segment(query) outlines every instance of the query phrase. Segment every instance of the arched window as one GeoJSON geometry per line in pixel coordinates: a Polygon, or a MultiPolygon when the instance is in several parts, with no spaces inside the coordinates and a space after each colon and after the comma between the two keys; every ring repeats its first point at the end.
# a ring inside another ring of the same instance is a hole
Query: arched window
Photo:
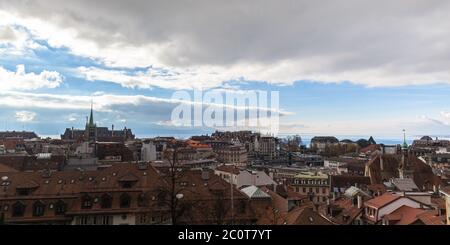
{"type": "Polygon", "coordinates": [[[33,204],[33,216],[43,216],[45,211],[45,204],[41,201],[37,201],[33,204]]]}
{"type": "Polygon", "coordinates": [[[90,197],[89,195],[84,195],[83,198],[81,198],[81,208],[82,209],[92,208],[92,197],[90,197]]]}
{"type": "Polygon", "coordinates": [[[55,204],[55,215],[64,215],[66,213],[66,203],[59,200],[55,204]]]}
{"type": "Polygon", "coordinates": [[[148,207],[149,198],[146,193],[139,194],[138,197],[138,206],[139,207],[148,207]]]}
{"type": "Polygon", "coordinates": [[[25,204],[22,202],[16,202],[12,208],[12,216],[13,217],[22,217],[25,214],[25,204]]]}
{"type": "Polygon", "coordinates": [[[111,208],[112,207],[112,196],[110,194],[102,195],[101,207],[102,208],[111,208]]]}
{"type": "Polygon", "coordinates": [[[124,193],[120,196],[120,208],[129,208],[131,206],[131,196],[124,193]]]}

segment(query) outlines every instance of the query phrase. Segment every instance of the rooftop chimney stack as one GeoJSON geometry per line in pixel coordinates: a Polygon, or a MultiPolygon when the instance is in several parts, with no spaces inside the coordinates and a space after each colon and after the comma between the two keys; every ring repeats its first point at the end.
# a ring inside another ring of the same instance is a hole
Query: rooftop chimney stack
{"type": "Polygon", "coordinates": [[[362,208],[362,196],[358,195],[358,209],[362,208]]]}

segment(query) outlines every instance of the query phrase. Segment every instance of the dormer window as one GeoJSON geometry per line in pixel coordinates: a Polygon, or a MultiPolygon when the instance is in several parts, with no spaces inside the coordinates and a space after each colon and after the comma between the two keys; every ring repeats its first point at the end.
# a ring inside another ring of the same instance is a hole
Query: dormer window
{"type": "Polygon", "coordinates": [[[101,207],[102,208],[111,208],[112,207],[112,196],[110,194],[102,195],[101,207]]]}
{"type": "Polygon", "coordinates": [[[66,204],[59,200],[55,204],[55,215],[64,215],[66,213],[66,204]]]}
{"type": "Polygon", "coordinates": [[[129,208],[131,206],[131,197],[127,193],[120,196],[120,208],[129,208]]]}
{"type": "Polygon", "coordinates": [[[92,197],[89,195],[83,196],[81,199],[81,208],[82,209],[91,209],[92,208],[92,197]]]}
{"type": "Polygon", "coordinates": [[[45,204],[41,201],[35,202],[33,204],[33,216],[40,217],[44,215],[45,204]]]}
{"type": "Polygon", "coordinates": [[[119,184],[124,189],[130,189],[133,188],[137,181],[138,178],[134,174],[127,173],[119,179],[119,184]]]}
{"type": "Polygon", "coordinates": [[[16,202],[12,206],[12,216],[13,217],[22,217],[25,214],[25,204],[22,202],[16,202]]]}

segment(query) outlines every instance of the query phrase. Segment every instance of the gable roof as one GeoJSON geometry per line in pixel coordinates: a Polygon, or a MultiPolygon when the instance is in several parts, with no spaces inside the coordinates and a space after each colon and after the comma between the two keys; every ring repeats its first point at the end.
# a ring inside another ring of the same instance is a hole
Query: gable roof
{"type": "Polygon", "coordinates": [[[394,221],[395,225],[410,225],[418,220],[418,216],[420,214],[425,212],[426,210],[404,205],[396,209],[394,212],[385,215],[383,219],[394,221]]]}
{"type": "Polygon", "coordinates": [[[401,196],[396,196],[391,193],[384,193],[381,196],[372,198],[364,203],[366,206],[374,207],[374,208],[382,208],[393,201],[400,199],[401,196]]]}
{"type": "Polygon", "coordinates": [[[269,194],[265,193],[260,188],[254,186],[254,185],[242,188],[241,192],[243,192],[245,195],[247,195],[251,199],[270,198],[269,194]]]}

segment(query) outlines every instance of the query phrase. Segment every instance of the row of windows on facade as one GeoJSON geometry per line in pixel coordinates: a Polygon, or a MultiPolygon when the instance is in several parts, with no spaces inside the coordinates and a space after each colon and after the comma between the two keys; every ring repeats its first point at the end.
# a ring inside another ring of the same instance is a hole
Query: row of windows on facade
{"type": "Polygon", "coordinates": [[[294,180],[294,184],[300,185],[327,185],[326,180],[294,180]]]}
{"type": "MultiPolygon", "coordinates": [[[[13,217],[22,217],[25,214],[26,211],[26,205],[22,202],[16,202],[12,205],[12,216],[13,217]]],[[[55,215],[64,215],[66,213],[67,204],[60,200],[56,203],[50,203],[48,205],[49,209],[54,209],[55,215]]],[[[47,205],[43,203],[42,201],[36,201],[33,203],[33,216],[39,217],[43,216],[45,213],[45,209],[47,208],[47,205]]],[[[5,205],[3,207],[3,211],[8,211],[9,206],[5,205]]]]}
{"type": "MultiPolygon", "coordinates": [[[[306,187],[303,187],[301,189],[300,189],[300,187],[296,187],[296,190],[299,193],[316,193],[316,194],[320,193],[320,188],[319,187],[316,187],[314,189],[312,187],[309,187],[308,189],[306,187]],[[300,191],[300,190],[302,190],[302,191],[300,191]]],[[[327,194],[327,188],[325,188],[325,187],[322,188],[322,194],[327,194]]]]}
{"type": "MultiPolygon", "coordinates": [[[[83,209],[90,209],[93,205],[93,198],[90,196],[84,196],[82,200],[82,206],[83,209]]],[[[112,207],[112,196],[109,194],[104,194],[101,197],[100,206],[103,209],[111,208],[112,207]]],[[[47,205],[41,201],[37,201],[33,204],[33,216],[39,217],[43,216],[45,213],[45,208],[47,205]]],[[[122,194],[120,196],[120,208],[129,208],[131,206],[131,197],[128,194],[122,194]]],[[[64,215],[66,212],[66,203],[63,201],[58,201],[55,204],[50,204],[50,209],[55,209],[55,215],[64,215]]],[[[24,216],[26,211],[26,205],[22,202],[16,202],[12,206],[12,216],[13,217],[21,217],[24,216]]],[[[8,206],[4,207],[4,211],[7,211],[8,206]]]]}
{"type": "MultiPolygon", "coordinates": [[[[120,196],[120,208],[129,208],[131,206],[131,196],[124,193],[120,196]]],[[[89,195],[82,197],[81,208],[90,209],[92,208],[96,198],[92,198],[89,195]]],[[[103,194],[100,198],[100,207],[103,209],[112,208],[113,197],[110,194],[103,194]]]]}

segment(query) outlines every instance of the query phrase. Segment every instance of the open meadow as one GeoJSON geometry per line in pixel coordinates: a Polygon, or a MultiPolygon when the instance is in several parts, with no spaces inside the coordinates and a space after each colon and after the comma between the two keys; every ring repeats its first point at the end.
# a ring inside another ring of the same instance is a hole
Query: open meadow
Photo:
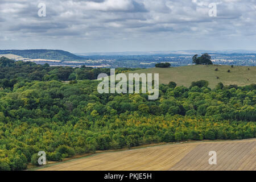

[Description of the task] Set down all the entries exactly as they appear, but skip any pictures.

[The result]
segment(query) outlines every instance of the query phrase. Segment every instance of the arched window as one GeoJSON geometry per line in pixel coordinates: a Polygon, or a MultiPolygon when the instance is in several parts, with no spaces inside the coordinates and a space after each colon and after the comma between the two keys; every ring repeats its first point at the end.
# a ring inside another ring of the same instance is a hole
Query: arched window
Photo:
{"type": "Polygon", "coordinates": [[[33,204],[33,216],[43,216],[45,211],[45,204],[41,201],[37,201],[33,204]]]}
{"type": "Polygon", "coordinates": [[[90,197],[89,195],[84,195],[83,198],[81,198],[81,208],[82,209],[92,208],[92,197],[90,197]]]}
{"type": "Polygon", "coordinates": [[[55,204],[55,215],[64,215],[66,213],[66,203],[59,200],[55,204]]]}
{"type": "Polygon", "coordinates": [[[148,207],[149,198],[146,193],[139,194],[138,197],[138,206],[139,207],[148,207]]]}
{"type": "Polygon", "coordinates": [[[25,204],[22,202],[16,202],[12,208],[12,216],[13,217],[22,217],[25,214],[25,204]]]}
{"type": "Polygon", "coordinates": [[[111,208],[112,207],[112,196],[110,194],[102,195],[101,207],[102,208],[111,208]]]}
{"type": "Polygon", "coordinates": [[[124,193],[120,196],[120,208],[129,208],[131,206],[131,196],[124,193]]]}

segment(query) outlines every instance of the query phrase. Segment every instance of the rooftop chimney stack as one GeoJSON geometry per line in pixel coordinates: a Polygon, or a MultiPolygon when the instance is in several parts, with no spaces inside the coordinates and a space after each colon and after the comma between the two keys; every ring repeats its first point at the end.
# a ring inside another ring of the same instance is a hole
Query: rooftop chimney stack
{"type": "Polygon", "coordinates": [[[362,208],[362,196],[358,195],[358,209],[362,208]]]}

segment(query) outlines every instance of the query phrase. Segment every instance of the dormer window as one GeoJSON geometry per line in pixel coordinates: a Polygon, or a MultiPolygon when the instance is in several parts, with no spaces inside the coordinates and a space after each colon and after the comma between the two keys; every ring repeats its first point at the end.
# a ring inside another ring of the same instance is a hole
Query: dormer window
{"type": "Polygon", "coordinates": [[[101,207],[102,208],[111,208],[112,207],[112,196],[110,194],[102,195],[101,207]]]}
{"type": "Polygon", "coordinates": [[[66,204],[59,200],[55,204],[55,215],[64,215],[66,213],[66,204]]]}
{"type": "Polygon", "coordinates": [[[129,208],[131,206],[131,197],[127,193],[120,196],[120,208],[129,208]]]}
{"type": "Polygon", "coordinates": [[[92,197],[89,195],[83,196],[81,199],[81,208],[82,209],[91,209],[92,208],[92,197]]]}
{"type": "Polygon", "coordinates": [[[45,204],[41,201],[35,202],[33,204],[33,216],[40,217],[44,215],[45,204]]]}
{"type": "Polygon", "coordinates": [[[119,184],[124,189],[130,189],[133,188],[137,181],[138,178],[134,174],[127,173],[119,179],[119,184]]]}
{"type": "Polygon", "coordinates": [[[16,202],[12,206],[12,216],[13,217],[22,217],[25,214],[25,204],[22,202],[16,202]]]}

segment(query) outlines every instance of the query phrase. Segment every instance of the gable roof as one GeoJSON geometry per line in pixel coordinates: a Polygon, or a MultiPolygon when the instance is in several parts, with no spaces inside the coordinates and a space after each colon and after the comma between the two keys; every ring repeats its first point at the end.
# a ring inside another ring of the same instance is a hole
Query: gable roof
{"type": "Polygon", "coordinates": [[[394,221],[395,225],[410,225],[418,220],[418,216],[420,214],[425,212],[426,210],[404,205],[396,209],[394,212],[385,215],[383,219],[394,221]]]}
{"type": "Polygon", "coordinates": [[[401,196],[396,196],[391,193],[384,193],[381,196],[372,198],[364,203],[366,206],[374,207],[374,208],[382,208],[393,201],[400,199],[401,196]]]}
{"type": "Polygon", "coordinates": [[[269,194],[265,193],[260,188],[254,186],[254,185],[242,188],[241,192],[243,192],[245,195],[247,195],[251,199],[270,198],[269,194]]]}

segment(query) outlines every instance of the query phrase. Segment every instance of the row of windows on facade as one GeoJSON geometry per line in pixel coordinates: a Polygon, or a MultiPolygon when the instance is in several parts, with no spaces inside the coordinates and a space after each colon and after the comma between the two keys; every ring repeats its first point at the end.
# a ring inside another ring of the same instance is a hole
Query: row of windows on facade
{"type": "Polygon", "coordinates": [[[294,180],[294,184],[300,185],[327,185],[326,180],[294,180]]]}
{"type": "MultiPolygon", "coordinates": [[[[13,217],[22,217],[25,214],[26,211],[26,205],[22,202],[16,202],[12,205],[12,216],[13,217]]],[[[55,215],[64,215],[66,213],[67,204],[60,200],[56,203],[50,203],[48,205],[49,209],[54,209],[55,215]]],[[[47,205],[43,203],[42,201],[36,201],[33,203],[33,216],[39,217],[43,216],[45,213],[45,209],[47,208],[47,205]]],[[[5,205],[3,207],[3,211],[8,211],[9,206],[5,205]]]]}
{"type": "MultiPolygon", "coordinates": [[[[306,187],[303,187],[301,189],[300,189],[300,187],[296,187],[296,190],[299,193],[316,193],[316,194],[320,193],[320,188],[319,187],[316,187],[314,189],[312,187],[309,187],[308,189],[306,187]],[[300,191],[300,190],[302,190],[302,191],[300,191]]],[[[327,194],[327,188],[325,188],[325,187],[322,188],[322,194],[327,194]]]]}
{"type": "MultiPolygon", "coordinates": [[[[83,209],[90,209],[93,205],[93,198],[90,196],[84,196],[82,200],[82,206],[83,209]]],[[[112,207],[112,196],[109,194],[104,194],[101,197],[100,206],[103,209],[111,208],[112,207]]],[[[47,205],[41,201],[37,201],[33,204],[33,216],[39,217],[43,216],[45,213],[45,208],[47,205]]],[[[122,194],[120,196],[120,208],[129,208],[131,206],[131,197],[128,194],[122,194]]],[[[64,215],[66,212],[66,203],[63,201],[58,201],[55,204],[50,204],[50,209],[55,209],[55,215],[64,215]]],[[[24,216],[26,211],[26,205],[22,202],[16,202],[12,206],[12,216],[13,217],[21,217],[24,216]]],[[[8,206],[4,207],[4,211],[7,211],[8,206]]]]}
{"type": "MultiPolygon", "coordinates": [[[[120,196],[120,208],[129,208],[131,206],[131,196],[124,193],[120,196]]],[[[89,195],[82,197],[81,208],[90,209],[92,208],[96,198],[92,198],[89,195]]],[[[103,194],[100,198],[100,207],[103,209],[112,208],[113,197],[110,194],[103,194]]]]}

segment(query) outlines every instance of the query phrase. Segment every instance of the open meadow as one GeoJSON geometry per line in pixel coordinates: a Polygon, or a MultiPolygon when the instance is in several parts, with no spaces inside the coordinates and a space after each colon and after the comma between the two keys; every ring repeats its first point at the end.
# a ring inside another ring of the same instance is a hole
Query: open meadow
Photo:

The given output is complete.